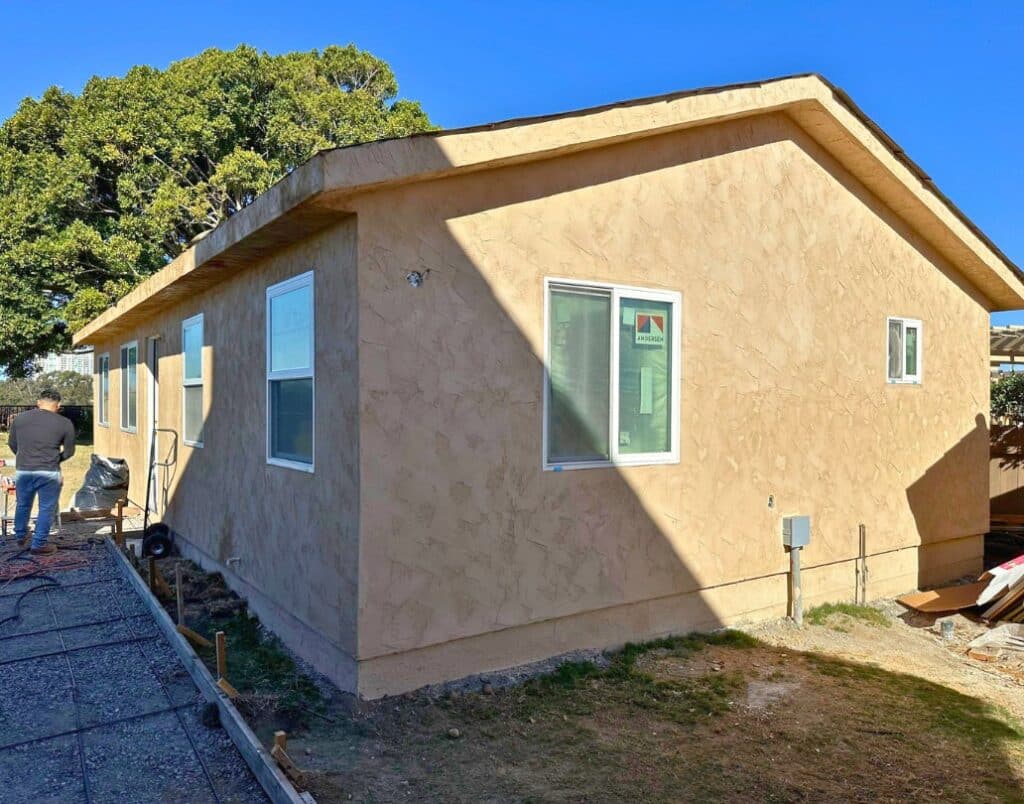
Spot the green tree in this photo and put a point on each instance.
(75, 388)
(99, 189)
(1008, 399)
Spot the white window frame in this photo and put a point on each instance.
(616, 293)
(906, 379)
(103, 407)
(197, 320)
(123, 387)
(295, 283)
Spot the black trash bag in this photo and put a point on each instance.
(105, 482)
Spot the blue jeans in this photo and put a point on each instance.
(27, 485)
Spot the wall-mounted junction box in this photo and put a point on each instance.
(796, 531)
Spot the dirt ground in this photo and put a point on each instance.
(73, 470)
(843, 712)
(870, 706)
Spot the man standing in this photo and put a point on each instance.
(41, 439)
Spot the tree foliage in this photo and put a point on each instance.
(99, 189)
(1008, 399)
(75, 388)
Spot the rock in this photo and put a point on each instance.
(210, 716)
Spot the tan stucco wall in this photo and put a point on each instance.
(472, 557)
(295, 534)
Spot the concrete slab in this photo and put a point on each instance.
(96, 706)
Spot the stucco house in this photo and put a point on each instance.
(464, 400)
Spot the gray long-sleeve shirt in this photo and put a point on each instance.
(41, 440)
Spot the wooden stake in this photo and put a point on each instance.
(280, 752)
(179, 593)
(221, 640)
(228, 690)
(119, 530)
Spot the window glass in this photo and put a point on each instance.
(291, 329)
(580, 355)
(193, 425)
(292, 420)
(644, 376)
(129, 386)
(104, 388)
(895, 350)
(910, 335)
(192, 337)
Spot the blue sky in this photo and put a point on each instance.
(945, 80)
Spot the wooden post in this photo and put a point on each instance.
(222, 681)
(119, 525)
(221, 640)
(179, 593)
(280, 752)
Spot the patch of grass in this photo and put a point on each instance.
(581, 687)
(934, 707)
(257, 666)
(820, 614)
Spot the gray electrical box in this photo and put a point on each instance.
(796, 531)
* * *
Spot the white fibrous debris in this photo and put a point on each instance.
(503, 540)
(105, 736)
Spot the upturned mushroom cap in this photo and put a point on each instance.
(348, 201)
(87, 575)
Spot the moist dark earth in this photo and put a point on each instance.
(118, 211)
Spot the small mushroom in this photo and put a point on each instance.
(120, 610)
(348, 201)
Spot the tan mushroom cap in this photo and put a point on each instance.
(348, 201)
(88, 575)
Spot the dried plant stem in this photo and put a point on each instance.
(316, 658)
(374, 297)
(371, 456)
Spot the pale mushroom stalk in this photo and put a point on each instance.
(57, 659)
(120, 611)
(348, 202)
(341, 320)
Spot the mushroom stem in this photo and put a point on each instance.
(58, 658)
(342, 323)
--
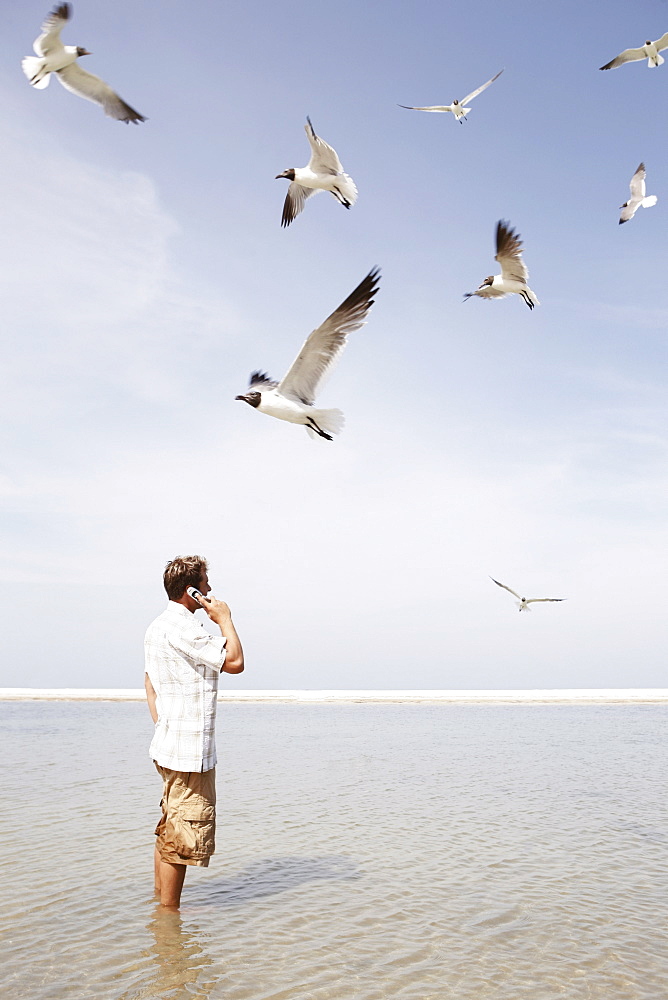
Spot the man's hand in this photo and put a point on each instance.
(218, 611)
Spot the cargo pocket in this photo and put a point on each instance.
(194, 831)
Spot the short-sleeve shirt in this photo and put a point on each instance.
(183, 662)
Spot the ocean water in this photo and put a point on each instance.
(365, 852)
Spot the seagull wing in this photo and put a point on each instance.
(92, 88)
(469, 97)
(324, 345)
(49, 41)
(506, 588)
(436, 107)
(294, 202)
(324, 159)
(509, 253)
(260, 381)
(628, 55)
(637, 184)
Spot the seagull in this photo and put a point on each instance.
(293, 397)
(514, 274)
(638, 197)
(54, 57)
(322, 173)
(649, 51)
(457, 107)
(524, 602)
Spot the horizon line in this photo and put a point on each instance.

PROBLEM DETAILS -
Where the line holding "Spot the man's" appears in the listing above, start reproducing exactly, and end with the line holding "Spot the horizon".

TASK OUTPUT -
Spot the man's hand in this photo and put a point on each instance.
(218, 611)
Spot the cargo pocket in this photo and put a point on each instance.
(194, 831)
Spot the short-sleeve shirt in this photo and put a point on each instance.
(183, 662)
Spot the ocean water in this photo and put a point on each instance.
(365, 852)
Spot the seagull wing in this photo and put a point on each instance.
(92, 88)
(469, 97)
(324, 345)
(49, 41)
(506, 588)
(436, 107)
(294, 202)
(324, 159)
(509, 253)
(260, 381)
(628, 55)
(637, 184)
Spot the seagull in this photo and put a point on each instance.
(293, 397)
(514, 274)
(638, 197)
(54, 57)
(322, 173)
(649, 51)
(457, 107)
(524, 602)
Spot the horizon line in this photo and put a point on each instance.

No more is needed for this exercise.